YOUR TASK: Below are some entries; can you quote all of them exactly?
•••••
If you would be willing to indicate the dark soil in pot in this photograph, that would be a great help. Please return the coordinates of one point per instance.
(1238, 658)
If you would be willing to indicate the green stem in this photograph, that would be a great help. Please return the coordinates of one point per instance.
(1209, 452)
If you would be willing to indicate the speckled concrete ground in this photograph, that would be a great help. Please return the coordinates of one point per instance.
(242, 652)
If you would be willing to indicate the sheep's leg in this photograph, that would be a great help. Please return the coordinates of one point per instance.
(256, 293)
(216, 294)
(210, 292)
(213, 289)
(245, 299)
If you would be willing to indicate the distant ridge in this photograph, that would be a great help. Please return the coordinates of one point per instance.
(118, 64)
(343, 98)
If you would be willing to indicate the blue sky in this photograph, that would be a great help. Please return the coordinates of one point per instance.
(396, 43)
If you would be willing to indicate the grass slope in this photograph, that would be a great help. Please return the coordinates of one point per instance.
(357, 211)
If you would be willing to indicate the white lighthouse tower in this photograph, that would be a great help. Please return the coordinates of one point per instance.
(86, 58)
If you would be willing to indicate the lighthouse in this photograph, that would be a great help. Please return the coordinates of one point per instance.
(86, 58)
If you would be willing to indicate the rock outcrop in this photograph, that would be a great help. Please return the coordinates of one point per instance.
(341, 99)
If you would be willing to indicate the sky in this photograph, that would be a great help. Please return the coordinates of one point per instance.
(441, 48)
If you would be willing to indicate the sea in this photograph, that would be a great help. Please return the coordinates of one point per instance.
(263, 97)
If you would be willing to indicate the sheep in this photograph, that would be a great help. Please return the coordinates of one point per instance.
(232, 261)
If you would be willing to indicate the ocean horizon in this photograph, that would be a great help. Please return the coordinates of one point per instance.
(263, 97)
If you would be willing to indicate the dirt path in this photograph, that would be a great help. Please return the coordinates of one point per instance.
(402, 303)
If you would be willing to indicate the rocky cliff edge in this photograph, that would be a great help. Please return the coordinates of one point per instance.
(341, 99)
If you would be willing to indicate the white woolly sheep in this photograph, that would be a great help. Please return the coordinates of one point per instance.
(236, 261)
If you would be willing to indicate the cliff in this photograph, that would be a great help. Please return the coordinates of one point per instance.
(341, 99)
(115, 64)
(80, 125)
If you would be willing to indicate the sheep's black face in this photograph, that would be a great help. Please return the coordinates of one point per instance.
•••••
COMPLETED TASK:
If you would be willing to indicate the dark soil in pot in this photograph, that would be a great help. Please return the coordinates of one point per instance.
(1238, 658)
If you would be willing to indicate the green stem in this photograph, that would be a great help. Please return the coordinates of one point per instance.
(1209, 452)
If you would be willing to indicate the speckled concrete ground in this photograph, that would be a great help. Please return the coordinates of one point per instance.
(242, 652)
If you would be willing to indicate the sheep's leg in this photograph, that would be a great help. Please return the coordinates of one point per instance.
(256, 293)
(216, 294)
(210, 292)
(213, 289)
(245, 299)
If you would be willing to indicate the distant ridge in this photograph, that would be a great help. Please return the coordinates of one point per instance.
(118, 64)
(343, 98)
If you would be willing to indicate the blue sky in this photograph, that would be a great help. Please return the coordinates of one point per instance.
(396, 43)
If you would be willing to indicate the grass slope in this photograph, that would be a great help. Please return the coordinates of one point per instance.
(357, 211)
If you would be willing to indicate the white lighthouse tower in this photograph, that would be a great help. Please return the coordinates of one point per instance.
(86, 58)
If you would be willing to indicate the lighthouse in this photograph, that would be a great help. Please return the coordinates of one point per instance.
(86, 58)
If you would be willing to indicate the rock outcrop in this photograph, that would be a great help. Please return the coordinates of one point per instance.
(341, 99)
If you would be willing to indicate the sky in this photograph, that would be a great help. Please return the coordinates of one point per instance.
(441, 48)
If you would be willing to indicate the sea in this photograph, that would be a great help. Please return the coordinates of one point per instance.
(263, 97)
If you would be willing to indicate the sheep in this photograph, that would be a great help. Please return the coordinates of one point per instance.
(232, 261)
If you would be willing to indicate the ocean horizon in this photograph, that would be a great help. Please return the coordinates of one point per instance.
(263, 97)
If you would be willing to indicate the dirt path in this photograph, that would be a great help. Please return the coordinates of one point per instance.
(402, 303)
If you would be willing to indicate the rocky cliff edge in this photograph, that would be a great help. Please return the coordinates of one point per instance.
(341, 99)
If you would be willing to indicate the white woolly sheep in this photograph, that would be a great help. Please return the coordinates of one point per instance.
(236, 261)
If you would be willing to indicate the cliff in this photograph, that would be a great help. Please return the coordinates of one point per instance.
(341, 99)
(115, 64)
(80, 125)
If you would be willing to indicate the sheep's black face in this photograph, that would be a great help. Please return the coordinates of one point per instance.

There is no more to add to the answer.